Жизнь Леонтьева была полна неудач; его своеобразные идеи отбрасывали его в сторону русских реакционных кругов (Катков и др.), но близость к ним исчерпывалась лишь политическими вопросами. Со существу религиозно-философского мировоззрения Леонтьев всегда был этим кругам чужд. Оттого у него было так мало друзей и близких по духу людей. Леонтьев проходил свою жизнь одиноко и печально, — и главная причина этого лежала столько же в самих его идеях, сколько и в его глубокой принципиальности. Леонтьев относился к своим построениям, к своим идеям горячо и страстно, — самый яркий пример того, что значили принципиальные разногласия для него, являет история отношений его к Вл. Соловьеву. Леонтьев очень горячо любил Соловьева, постоянно находился под его влиянием, на что Соловьев отвечал с симпатией, но с холодком, однако, все же очень высоко ценил Леонтьева. Но когда Соловьев сделал в Москве доклад на тему: «Об упадке средневекового миросозерцания»,[1142] где он проповедовал прогресс (в духе западной демократии), Леонтьев, который, как увидим дальше, решительно и категорически противился всякому «эгалитарному» движению, совершенно порвал с Соловьевым. Очень высоко ценил Леонтьева такой оригинальный и своеобразный человек, каким был Розанов (см. о нем дальше), но антигуманизм Леонтьева, так часто принимавший внешние черты настоящего аморализма, не только чужд Розанову, но и остался непонят им.
3. Прежде чем перейти к изучению идей Леонтьева, коснемся бегло вопроса о влияниях, которые сказались в творчестве его. На первом месте здесь стоит вопрос об отношении Леонтьева к славянофилам. Очень часто Леонтьева причисляют к славянофилам, но так как у него было очень глубокое отталкивание от славянства (которое Леонтьев узнал хорошо во время дипломатической службы), то его причисляют к «разочарованным славянофилам», видят в его построениях «разложение» славянофильства. Во всем этом очень мало истины. Леонтьев развивался совершенно вне прямого влияния старших славянофилов, хотя и находился в той же духовной, религиозно крепкой русской среде, — среде церковного традиционализма и подлинного благочестия. Конечно, у Леонтьева можно найти немало высказываний симпатии к старым славянофилам, но столь же много есть в его писаниях высказываний против них. Бердяев, очень внимательно изучавший Леонтьева и написавший лучшую монографию о нем, категорически утверждает, что Леонтьев, «ко „конечно, никогда не был славянофилом и во многом был антиподом славянофилов“.[1143] Флоровский[1144] характеризует Леонтьева, как „разочарованного романтика“, и в этом есть немало правды. Массарику[1145] Леонтьев напоминает Hamann'a, Carlyle — своеобразных, ни в какую классификацию не входящих писателей… Разнообразие этих суждений о Леонтьеве вообще характер но для его судьбы, — а об его отношении к славянофильству совершенно невозможно судить только на основании его критики Запада. Единственно бесспорное, засвидетельствованное самим Леонтьевым[1146] влияние имел на него Н. Д. Данилевский, автор прославленной книга „Россия и Европа“. Но это влияние пришло тогда, когда основные идеи Леонтьева уже сложились у него: Данилевский лишь укрепил Леонтьева в его историософских и политических взглядах, которых слагались у Леонтьева самостоятельно.

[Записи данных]
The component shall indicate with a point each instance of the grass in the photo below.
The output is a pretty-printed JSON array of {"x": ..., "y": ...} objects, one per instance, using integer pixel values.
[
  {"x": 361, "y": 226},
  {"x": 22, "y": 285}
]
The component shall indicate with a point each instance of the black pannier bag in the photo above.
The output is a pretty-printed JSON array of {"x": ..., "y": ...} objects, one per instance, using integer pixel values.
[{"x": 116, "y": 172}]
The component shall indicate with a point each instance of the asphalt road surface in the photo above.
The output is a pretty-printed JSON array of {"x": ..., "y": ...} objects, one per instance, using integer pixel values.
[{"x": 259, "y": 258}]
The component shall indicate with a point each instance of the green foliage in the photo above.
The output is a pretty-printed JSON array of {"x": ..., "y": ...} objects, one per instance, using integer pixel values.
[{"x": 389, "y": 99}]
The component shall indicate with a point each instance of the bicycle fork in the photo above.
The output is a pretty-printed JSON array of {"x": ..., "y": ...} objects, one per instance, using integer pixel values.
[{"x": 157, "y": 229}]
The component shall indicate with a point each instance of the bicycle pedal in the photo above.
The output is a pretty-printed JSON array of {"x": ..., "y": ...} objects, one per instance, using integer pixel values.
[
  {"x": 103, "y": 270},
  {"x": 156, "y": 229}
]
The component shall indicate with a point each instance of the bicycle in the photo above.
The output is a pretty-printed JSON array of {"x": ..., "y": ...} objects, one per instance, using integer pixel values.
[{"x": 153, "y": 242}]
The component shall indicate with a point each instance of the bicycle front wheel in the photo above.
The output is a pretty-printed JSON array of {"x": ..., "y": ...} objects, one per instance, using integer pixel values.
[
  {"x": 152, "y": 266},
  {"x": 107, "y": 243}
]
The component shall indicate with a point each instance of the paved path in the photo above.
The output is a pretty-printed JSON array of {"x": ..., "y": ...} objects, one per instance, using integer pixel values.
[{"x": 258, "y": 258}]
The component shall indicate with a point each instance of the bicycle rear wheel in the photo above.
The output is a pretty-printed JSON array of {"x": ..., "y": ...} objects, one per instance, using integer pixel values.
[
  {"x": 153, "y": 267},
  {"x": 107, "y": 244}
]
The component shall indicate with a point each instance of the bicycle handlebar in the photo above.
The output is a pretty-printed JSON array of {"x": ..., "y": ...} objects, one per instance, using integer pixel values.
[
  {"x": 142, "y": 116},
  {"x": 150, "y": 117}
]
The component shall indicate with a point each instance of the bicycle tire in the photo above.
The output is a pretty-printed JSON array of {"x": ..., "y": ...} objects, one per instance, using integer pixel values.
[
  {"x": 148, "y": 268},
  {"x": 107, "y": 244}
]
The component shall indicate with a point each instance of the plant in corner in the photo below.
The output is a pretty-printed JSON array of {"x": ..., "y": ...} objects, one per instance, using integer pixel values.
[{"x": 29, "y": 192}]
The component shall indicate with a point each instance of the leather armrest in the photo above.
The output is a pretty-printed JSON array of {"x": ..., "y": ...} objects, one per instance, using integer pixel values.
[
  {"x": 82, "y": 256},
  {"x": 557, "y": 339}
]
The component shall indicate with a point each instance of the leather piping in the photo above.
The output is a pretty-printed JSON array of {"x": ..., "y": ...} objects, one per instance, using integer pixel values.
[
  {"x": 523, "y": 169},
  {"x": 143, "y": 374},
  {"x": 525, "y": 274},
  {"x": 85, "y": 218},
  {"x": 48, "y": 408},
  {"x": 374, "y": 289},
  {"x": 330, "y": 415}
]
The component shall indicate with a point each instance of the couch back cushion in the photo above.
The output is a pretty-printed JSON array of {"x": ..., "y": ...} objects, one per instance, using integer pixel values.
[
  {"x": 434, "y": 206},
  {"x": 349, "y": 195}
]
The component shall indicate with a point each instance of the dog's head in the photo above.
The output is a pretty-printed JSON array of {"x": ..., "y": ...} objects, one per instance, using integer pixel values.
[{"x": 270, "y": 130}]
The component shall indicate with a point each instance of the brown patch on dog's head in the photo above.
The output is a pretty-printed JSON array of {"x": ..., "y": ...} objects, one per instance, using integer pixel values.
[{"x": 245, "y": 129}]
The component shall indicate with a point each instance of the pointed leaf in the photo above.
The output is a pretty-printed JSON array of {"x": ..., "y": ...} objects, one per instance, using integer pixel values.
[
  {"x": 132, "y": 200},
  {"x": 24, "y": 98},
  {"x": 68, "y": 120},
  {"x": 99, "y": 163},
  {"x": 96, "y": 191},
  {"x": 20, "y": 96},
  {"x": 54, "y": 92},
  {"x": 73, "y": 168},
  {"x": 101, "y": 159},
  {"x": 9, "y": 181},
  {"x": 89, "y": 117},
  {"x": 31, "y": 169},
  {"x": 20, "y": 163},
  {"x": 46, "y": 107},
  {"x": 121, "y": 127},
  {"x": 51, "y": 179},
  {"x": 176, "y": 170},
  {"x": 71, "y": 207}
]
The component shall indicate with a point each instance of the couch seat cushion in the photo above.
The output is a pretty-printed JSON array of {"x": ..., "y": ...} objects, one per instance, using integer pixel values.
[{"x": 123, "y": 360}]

Задания к выполнению.
1 – Почему, согласно фрагменту о Леонтьеве, Леонтьев полностью порвал с Соловьевым? Ответьте в одном–трех предложениях.
2 – Чье влияние на Леонтьева фрагмент о Леонтьеве называет единственно бесспорным, засвидетельствованным самим Леонтьевым?
3 – Продолжите фрагмент о Леонтьеве с того места, где он заканчивается.

Ответы по пунктам.
1 – Соловьев выступил в Москве с докладом «Об упадке средневекового миросозерцания», где проповедовал прогресс в духе западной демократии. Леонтьев решительно и категорически противился всякому «эгалитарному» движению и поэтому совершенно порвал с Соловьевым.

2 – Влияние Н. Д. Данилевского, автора книги «Россия и Европа».

3 –
Мы упоминали уже о поклонении Леонтьева Вл. Соловьеву, который бесспорно влиял на него, был для него авторитетом, — но это сближение с Вл. Соловьевым имело место тоже тогда, когда основные черты мировоззрения Леонтьева уже сложились. Следует еще отметить влияние на Леонтьева Герцена[1147] в его оценке мещанства; с сочинениями Герцена Леонтьевне не расставался даже на Афоне, но, конечно, в генезисе идей у Леонтьева Герцен не играл никакой роли.[1148]
Из всего этого видно только одно: Леонтьев был очень оригинальным и самостоятельным мыслителем. Лучшим свидетельством этого является язык Леонтьева — всегда яркий, своеобразный, проникнутый горячим чувством, почти страстью. У Леонтьева всегда находятся свои слова, — и всегда у него острая мысль и горячее чувство сливаются в каком-то музыкальном сочетании; „таким режущим, дерзким и крайним стилем, — говорит Бердяев о Леонтьеве,[1149] — мало кто писал“. Это совершенно верно, и в яркой оригинальности его языка проявлялась внутренняя оригинальность и самостоятельность его ума.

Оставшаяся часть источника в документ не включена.